BEGIN Document text

Ravn credits artist Lea Guldditte Hestelund for inspiring the objects that the crew interacts with. The objects were modeled after sculptures included in the Danish artist's exhibition titled Consumed Future Spewed Up as Present, which was displayed at Copenhagen's Overgaden art institute. Ravn decided to write the book after Hestelund reached out to her requesting a written accompaniment for her upcoming art show. Ravn shared that while working with Hestelund she drew inspiration from other sources as well: the futuristic setting in space was inspired by clips from NASA which Ravn had recently viewed, and the commentary on the workplace emanated from Ravn's own dissatisfaction with her office job. A copy of the book, bound in leather, was eventually included at the Overgaden exhibition.

Additionally, Ravn notes how American science fiction writer Ursula K. Le Guin inspired the episodic and intermittent structure of the book as well as some of its themes, namely the frequent occurrence of egg-like objects throughout the book. Also notable is Ravn's inclusion of a paraphrasing of the quote by Barbara Kruger: "It's a small world, but not if you have to clean it."

END Document text
BEGIN Records

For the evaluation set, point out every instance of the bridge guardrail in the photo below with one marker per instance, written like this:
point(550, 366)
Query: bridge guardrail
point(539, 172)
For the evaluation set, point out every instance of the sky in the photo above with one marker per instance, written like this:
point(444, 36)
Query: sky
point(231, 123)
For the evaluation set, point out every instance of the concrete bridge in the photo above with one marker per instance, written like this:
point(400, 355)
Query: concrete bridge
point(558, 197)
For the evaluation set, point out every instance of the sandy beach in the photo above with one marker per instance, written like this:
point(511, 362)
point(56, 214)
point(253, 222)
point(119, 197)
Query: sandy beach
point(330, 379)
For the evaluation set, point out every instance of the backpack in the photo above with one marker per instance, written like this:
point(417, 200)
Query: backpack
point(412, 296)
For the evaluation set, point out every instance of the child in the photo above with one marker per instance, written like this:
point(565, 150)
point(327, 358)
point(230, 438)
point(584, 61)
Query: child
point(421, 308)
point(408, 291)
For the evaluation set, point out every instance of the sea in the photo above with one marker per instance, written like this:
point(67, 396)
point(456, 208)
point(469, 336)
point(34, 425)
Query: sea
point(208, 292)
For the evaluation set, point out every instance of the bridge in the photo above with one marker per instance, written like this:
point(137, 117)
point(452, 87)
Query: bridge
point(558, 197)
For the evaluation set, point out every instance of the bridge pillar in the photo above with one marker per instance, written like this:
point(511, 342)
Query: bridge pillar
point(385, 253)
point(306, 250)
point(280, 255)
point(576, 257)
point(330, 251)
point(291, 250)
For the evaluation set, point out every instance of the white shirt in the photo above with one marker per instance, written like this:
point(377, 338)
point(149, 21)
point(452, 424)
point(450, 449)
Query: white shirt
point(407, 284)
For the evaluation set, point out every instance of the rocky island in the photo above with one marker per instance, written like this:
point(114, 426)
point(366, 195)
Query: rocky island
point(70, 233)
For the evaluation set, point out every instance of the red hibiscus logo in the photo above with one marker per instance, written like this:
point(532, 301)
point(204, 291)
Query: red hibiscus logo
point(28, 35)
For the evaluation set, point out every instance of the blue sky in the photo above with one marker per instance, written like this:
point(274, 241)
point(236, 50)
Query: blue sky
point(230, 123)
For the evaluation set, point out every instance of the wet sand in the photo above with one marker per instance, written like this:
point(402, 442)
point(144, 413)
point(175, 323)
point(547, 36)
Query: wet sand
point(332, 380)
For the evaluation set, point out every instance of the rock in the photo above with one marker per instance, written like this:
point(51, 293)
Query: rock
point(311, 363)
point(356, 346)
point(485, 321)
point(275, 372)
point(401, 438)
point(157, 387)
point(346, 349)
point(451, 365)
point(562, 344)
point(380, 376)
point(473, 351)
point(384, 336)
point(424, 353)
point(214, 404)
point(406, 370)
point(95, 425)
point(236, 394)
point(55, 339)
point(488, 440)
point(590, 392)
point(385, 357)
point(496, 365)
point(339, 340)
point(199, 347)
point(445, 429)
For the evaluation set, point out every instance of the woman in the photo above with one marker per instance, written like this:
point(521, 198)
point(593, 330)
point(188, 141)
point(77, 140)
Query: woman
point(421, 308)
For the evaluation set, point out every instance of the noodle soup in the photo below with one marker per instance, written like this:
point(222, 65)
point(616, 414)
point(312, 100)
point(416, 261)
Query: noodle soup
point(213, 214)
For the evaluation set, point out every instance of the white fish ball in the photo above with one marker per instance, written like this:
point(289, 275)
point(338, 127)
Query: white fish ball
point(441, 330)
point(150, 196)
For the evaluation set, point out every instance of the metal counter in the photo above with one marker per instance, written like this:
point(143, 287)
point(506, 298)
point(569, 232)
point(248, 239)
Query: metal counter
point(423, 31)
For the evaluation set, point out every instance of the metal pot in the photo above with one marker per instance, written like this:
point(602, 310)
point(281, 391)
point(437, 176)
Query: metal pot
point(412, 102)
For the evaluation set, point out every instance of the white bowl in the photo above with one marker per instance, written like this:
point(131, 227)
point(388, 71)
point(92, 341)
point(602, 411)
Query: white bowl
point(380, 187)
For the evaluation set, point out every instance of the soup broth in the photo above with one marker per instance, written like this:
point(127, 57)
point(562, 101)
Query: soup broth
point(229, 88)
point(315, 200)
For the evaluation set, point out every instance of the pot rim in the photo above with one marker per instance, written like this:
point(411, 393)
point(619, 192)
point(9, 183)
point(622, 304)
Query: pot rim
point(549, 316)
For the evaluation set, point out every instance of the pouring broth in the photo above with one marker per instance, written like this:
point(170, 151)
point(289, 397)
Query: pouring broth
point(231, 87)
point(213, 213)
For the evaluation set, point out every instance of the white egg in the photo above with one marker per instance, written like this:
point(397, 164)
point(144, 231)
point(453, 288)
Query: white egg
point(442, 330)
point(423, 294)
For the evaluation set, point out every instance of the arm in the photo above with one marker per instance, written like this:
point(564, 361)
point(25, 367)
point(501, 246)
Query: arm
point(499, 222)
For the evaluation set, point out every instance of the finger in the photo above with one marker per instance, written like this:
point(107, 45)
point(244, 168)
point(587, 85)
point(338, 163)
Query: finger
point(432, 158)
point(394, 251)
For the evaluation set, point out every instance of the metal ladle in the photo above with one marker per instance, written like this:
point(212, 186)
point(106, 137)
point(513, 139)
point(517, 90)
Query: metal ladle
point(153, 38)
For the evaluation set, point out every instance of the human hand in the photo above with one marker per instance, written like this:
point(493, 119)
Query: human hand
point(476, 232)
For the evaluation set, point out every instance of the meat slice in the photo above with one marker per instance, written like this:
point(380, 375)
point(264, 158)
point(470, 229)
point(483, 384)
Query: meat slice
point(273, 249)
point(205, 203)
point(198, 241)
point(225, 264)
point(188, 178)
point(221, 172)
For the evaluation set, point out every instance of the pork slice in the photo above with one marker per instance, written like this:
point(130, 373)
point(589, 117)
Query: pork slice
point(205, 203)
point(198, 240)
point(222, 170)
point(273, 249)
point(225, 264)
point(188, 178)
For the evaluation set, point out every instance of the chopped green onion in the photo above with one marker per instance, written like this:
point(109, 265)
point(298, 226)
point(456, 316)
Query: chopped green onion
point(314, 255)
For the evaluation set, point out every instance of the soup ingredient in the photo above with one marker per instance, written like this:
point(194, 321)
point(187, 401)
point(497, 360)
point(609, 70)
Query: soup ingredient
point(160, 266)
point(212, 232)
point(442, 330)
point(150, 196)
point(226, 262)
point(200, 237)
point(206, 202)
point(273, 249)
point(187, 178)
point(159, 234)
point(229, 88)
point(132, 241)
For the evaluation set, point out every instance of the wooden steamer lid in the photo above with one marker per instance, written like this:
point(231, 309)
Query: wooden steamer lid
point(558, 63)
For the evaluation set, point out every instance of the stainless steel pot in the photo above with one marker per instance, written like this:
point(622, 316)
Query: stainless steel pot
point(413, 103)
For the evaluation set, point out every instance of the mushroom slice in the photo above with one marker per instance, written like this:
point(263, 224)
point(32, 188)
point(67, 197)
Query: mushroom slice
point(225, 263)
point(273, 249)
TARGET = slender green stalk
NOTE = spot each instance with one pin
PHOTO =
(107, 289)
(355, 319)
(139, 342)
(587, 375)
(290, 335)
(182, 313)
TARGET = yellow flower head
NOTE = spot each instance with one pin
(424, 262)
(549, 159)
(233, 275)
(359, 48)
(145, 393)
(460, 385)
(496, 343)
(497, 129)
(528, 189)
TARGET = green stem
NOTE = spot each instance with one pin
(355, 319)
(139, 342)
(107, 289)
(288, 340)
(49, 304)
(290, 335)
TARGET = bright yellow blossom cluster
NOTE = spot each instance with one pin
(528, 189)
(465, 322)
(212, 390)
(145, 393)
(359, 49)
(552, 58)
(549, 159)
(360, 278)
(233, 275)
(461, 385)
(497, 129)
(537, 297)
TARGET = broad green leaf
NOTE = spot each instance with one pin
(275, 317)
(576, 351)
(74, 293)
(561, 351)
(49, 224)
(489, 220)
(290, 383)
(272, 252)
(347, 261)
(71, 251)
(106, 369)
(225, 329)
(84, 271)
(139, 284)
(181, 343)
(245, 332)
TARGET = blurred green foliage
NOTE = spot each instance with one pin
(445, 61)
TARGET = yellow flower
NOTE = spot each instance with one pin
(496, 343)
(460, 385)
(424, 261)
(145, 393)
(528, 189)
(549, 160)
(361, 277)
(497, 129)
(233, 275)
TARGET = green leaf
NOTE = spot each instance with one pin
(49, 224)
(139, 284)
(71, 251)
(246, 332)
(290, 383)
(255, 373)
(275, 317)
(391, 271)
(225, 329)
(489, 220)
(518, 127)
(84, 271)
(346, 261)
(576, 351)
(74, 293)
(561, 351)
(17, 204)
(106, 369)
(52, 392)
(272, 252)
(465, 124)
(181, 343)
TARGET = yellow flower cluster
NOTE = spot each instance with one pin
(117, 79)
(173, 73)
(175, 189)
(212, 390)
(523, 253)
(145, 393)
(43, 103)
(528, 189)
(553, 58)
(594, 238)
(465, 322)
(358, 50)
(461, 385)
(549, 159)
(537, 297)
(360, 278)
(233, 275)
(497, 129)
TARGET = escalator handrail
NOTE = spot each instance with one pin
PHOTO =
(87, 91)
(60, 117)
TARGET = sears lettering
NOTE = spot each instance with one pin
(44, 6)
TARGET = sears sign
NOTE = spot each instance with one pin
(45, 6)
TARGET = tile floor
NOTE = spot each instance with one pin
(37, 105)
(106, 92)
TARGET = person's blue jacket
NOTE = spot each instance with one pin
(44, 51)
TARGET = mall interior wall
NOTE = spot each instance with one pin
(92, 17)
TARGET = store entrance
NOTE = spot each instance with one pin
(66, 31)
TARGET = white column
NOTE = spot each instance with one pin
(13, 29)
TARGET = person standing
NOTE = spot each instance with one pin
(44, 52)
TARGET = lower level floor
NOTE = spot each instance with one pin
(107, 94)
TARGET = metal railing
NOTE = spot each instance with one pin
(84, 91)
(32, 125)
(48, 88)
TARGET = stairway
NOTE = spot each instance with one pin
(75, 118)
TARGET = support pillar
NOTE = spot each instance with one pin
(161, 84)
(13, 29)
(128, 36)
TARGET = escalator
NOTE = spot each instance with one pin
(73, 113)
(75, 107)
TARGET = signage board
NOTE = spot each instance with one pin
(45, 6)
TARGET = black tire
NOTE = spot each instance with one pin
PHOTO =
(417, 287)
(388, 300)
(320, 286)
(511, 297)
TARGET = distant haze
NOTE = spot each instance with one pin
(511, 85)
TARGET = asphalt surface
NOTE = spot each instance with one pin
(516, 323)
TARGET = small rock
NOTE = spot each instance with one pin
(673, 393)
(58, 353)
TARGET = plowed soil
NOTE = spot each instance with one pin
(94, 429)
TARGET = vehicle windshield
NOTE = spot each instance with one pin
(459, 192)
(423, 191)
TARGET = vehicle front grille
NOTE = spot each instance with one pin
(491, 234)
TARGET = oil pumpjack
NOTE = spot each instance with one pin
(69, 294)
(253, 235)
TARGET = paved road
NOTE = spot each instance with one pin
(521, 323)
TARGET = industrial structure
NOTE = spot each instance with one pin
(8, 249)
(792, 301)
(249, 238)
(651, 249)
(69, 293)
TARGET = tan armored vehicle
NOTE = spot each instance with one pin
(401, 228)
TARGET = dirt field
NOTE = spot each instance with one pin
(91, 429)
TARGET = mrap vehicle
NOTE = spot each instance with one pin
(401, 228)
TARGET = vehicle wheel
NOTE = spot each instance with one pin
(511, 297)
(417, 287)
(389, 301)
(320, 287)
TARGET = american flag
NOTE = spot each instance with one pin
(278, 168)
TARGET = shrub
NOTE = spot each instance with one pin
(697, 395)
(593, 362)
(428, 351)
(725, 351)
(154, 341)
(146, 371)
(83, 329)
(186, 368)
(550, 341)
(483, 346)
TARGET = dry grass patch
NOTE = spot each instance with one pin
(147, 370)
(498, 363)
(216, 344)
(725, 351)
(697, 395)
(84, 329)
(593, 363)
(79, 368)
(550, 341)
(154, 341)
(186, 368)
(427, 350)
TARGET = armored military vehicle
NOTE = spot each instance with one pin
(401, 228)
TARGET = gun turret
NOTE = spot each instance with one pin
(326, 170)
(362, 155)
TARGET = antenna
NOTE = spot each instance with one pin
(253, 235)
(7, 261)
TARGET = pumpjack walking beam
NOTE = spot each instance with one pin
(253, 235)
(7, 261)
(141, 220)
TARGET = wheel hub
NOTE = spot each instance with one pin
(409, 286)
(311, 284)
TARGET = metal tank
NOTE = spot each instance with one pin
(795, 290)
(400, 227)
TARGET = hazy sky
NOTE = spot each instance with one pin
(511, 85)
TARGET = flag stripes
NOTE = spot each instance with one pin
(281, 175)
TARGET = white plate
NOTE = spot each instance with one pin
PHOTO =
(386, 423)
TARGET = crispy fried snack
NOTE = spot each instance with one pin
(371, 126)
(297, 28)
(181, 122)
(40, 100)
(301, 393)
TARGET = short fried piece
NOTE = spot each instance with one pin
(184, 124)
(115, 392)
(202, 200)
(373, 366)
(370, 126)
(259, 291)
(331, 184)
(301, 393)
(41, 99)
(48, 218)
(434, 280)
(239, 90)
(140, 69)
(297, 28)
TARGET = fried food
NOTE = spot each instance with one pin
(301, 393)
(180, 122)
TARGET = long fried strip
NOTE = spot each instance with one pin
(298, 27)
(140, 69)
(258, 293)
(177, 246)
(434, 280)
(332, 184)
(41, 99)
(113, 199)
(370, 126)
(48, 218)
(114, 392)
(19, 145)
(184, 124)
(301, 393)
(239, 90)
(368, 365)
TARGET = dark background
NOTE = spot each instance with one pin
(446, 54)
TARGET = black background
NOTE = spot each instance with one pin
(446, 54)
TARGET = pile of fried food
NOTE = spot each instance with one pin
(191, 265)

END Records

Can you continue the passage about the sources that inspired Ravn's book, starting right after its final sentence?

> **Exercise answer**
==Reception==
===Critical reception===
The Employees was positively reviewed by critics, many of whom praised the novel for its investigation into what it means to be human. Critics also appreciated the novel's critique of the modern workplace and reflections on transhumanism. Justine Jordan of The Guardian summarized the thoughts of many critics, calling The Employees a "an audacious satire of corporate language and the late-capitalist workplace, and a winningly abstracted investigation into what it means to be human."

The Employees drew comparison from critics to many popular science fiction stories. Brian Dillion of 4Columns compares the "near-humanoid slaves" of The Employees to the replicants in the 1982 film Blade Runner. Justine Jordan of The Guardian compares the strange objects on the ship to the trope of alien artifacts in science fiction, such as the ship from Arrival and the monoliths from 2001: A Space Odyssey.

===Accolades===
The Employees was shortlisted for the 2021 International Booker Prize. Judges called it a "beautiful and moving novel," and praised it for its experimental structure and exploration of human nature and happiness.